EXERCISE DESCRIPTION - Convert all of the material below into a two-column CSV headed text and answer, with one row per passage of text and its answer, and each value in a single quoted field with line breaks turned into spaces. Leave the pictures out.

-- BEGIN --

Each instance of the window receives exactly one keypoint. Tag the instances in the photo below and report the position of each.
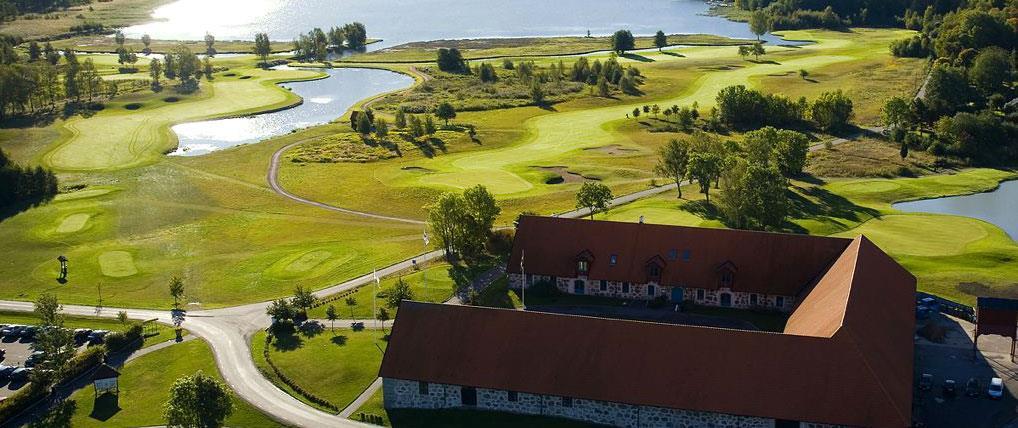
(726, 278)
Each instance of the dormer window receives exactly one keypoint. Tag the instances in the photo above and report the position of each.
(582, 267)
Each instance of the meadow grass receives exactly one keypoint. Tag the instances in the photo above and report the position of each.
(336, 367)
(145, 386)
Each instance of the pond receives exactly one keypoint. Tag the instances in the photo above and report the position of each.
(325, 100)
(999, 207)
(398, 21)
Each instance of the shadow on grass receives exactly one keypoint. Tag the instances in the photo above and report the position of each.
(106, 406)
(636, 57)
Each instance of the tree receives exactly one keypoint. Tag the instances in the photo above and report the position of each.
(400, 118)
(595, 197)
(832, 110)
(757, 50)
(445, 111)
(262, 46)
(705, 162)
(381, 128)
(176, 290)
(399, 292)
(753, 197)
(330, 314)
(382, 316)
(897, 113)
(280, 310)
(198, 400)
(623, 41)
(155, 71)
(210, 42)
(536, 93)
(351, 302)
(660, 40)
(992, 70)
(673, 159)
(759, 22)
(303, 299)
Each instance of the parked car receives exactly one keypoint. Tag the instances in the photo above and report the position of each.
(950, 388)
(29, 332)
(996, 389)
(972, 387)
(20, 374)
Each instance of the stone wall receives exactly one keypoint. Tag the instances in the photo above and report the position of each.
(406, 394)
(619, 289)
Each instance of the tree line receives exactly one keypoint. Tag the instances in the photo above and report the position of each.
(316, 45)
(24, 184)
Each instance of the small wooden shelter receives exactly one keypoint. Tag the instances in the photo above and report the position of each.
(105, 378)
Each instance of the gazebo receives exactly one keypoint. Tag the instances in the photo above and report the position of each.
(105, 380)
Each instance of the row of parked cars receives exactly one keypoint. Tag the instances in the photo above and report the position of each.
(972, 388)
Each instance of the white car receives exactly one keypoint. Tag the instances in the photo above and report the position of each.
(996, 388)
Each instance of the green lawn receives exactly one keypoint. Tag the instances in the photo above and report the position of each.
(336, 367)
(434, 283)
(145, 385)
(456, 418)
(155, 332)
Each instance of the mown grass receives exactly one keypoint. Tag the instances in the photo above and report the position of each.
(145, 386)
(958, 258)
(155, 332)
(524, 47)
(435, 283)
(336, 367)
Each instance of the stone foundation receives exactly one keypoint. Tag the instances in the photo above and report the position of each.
(400, 393)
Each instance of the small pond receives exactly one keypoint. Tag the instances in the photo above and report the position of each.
(325, 100)
(999, 207)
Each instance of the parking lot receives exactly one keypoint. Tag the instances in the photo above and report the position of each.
(955, 359)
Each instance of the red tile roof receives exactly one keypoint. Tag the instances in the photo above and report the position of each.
(767, 263)
(845, 357)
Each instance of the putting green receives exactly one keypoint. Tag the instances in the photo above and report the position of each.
(117, 264)
(551, 137)
(72, 223)
(118, 138)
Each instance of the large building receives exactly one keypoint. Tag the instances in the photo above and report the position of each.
(844, 358)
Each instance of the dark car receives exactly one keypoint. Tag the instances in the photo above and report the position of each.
(972, 387)
(950, 388)
(20, 375)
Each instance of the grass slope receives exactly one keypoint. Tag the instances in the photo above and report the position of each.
(145, 386)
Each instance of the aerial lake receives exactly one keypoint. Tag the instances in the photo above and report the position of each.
(397, 21)
(999, 207)
(324, 100)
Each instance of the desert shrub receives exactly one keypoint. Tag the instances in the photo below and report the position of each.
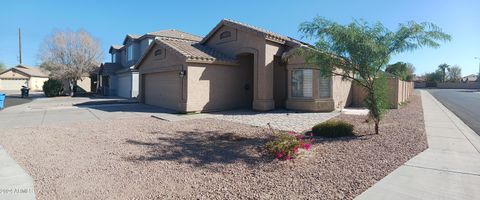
(52, 88)
(288, 145)
(333, 128)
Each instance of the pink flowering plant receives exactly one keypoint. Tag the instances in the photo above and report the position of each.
(288, 145)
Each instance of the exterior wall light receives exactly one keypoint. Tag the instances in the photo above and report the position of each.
(182, 73)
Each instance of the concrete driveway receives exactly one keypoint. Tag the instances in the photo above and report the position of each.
(64, 110)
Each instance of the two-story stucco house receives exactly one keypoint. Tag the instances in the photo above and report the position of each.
(235, 65)
(120, 77)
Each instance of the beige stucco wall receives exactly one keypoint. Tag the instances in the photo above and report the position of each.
(36, 83)
(314, 103)
(85, 83)
(170, 63)
(264, 52)
(214, 87)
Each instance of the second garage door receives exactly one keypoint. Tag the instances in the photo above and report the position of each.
(163, 89)
(12, 84)
(124, 86)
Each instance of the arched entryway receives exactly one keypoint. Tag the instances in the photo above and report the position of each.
(246, 72)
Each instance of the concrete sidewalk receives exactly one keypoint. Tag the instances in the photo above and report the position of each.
(448, 169)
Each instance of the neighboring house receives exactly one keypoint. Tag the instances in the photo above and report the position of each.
(236, 65)
(16, 77)
(470, 78)
(120, 77)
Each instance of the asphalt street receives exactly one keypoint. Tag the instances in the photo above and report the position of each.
(464, 103)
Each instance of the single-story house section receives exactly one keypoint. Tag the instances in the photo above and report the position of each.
(16, 77)
(236, 65)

-- END --

FINAL ANSWER -
text,answer
"Each instance of the window receives exactly one keypoint. Tag the instances in the photo below and report the position of each.","(726, 278)"
"Each instance of the dormer window receives exactly one keypoint. Tag the instances in the photo above and report the position of each.","(582, 267)"
"Each instance of the meadow grass receives exactly one keypoint. Tag the instances in the photo above and report the position of each.","(336, 367) (145, 386)"
"Each instance of the pond receives exactly one keypoint. Tag the instances in the photo above and report the position of each.","(325, 100) (999, 207) (398, 21)"
"Each instance of the shadow on grass receives exactly one keypoint. Tag the instances in the photo above and report the position of each.","(106, 406) (636, 57)"
"Each instance of the tree receives exactly one keypoint. Tag the instances in the photo above and report the position of each.","(400, 118) (595, 197) (832, 110) (757, 50) (445, 111) (262, 46) (705, 162) (381, 128) (176, 290) (399, 292) (753, 197) (330, 314) (382, 316) (897, 113) (280, 310) (198, 400) (623, 41) (155, 71) (210, 42) (536, 93) (351, 302) (660, 40) (992, 70) (673, 159) (759, 22) (303, 299)"
"Each instance of the parked car receives exactly one keypoint. Tag the instances in the photo above and report the position of each.","(950, 388) (29, 332) (996, 389) (972, 387) (20, 374)"
"Each instance of the stone wall receives exactly one keypoint. Tag the instances in the photo above and report the position of each.","(406, 394) (619, 289)"
"Each instance of the tree line receives exactly one keypoint. Tag the instances in the photo above and report the position of each.","(316, 45) (24, 184)"
"Each instance of the small wooden shelter receives exactly one keypoint. Tag the instances in the photo above and report the position of each.","(105, 378)"
"Each instance of the gazebo receives exactly one keypoint. Tag the instances in the photo above and report the position of each.","(105, 380)"
"Each instance of the row of parked cars receives exactly one keypoint. Tag the instances in the photo above and report the position of each.","(972, 388)"
"Each instance of the white car receives exactly one keypoint. Tag the instances in the photo above and report the position of each.","(996, 388)"
"Each instance of the green lawn receives exactly one keypoint. Tag the instances in the photo above and report the position of each.","(336, 367) (434, 283) (145, 385) (456, 418) (155, 332)"
"Each instance of the mown grass receives exactly one keypoint. Tag the instances in the photo above and report the position of each.","(145, 386) (958, 258) (155, 332) (524, 47) (435, 283) (336, 367)"
"Each instance of the stone foundation receives exactly one keypoint. Tag the instances in the photo above and report the position of each.","(400, 393)"
"Each instance of the small pond receives exactly one keypoint. Tag the instances in the photo above and report the position of each.","(325, 100) (999, 207)"
"Each instance of the parking lot receives exactly one keypoint. Tag the instances in the photo above and report the position of each.","(955, 359)"
"Each instance of the red tile roof receives exactly one keypoint. Tag the instances in the photo above and report the position of each.","(767, 263) (845, 357)"
"Each instance of the putting green receives exactly one keypoint. Tag the instances in the photo above and report the position of each.","(117, 264) (551, 137) (72, 223) (118, 138)"
"Each instance of the large building receives exactly one keypoint. Tag the instances in the photo above and report the position of each.","(844, 358)"
"Each instance of the dark car receives exactly one keypoint. Tag the instances in the photo above and report the position of each.","(972, 387) (950, 388) (20, 375)"
"Each instance of the grass slope receives exactly one keypoint. Tag the instances in the photo above and report the position of each.","(145, 386)"
"Each instance of the aerial lake receives exactly one keypoint. Tag the instances in the photo above and report the position of each.","(397, 21) (999, 207) (324, 100)"
"Each instance of the desert shrub receives exactly one keypoint. Tag the instances in the photo below and report the position of each.","(52, 88) (288, 145) (333, 128)"
"Each instance of the pink flowering plant receives exactly one keypoint. Tag the instances in the photo above and report the position of each.","(288, 145)"
"Each instance of the exterior wall light receives exactly one keypoint. Tag the instances in the photo above and report the position of each.","(182, 73)"
"Each instance of the concrete driveway receives exactly one keypoint. Tag the instances in the photo above and report the position of each.","(64, 110)"
"Each instance of the two-story stucco house receives exactly one keypoint. Tag the instances in the photo above and report the position of each.","(235, 65) (120, 77)"
"Each instance of the beige stucco wall receives exactly one keypoint. Tag the instances in the photo above and report the position of each.","(36, 83) (314, 103) (85, 83) (170, 63) (264, 52) (214, 87)"
"Each instance of the second garage door receives exactly one keypoint. Tag the instances in the photo above and report the position of each.","(163, 89) (12, 84) (124, 86)"
"Each instance of the arched entryway receives exactly one keypoint. Tag the instances in the photo above and report the position of each.","(246, 72)"
"Each instance of the concrete sidewalk receives exactly one keypoint. Tag the instances in the photo above and report the position of each.","(448, 169)"
"Each instance of the neighboring house receives exactly one keypoint. Tag the instances in the photo above and report the position of each.","(236, 65) (16, 77) (470, 78) (120, 77)"
"Each instance of the asphalt street receives exactly one keypoint. Tag the instances in the photo above and report the position of each.","(464, 103)"
"Each instance of the single-story house section receives exactly one keypoint. Tag the instances in the photo above and report the position of each.","(16, 77) (236, 65)"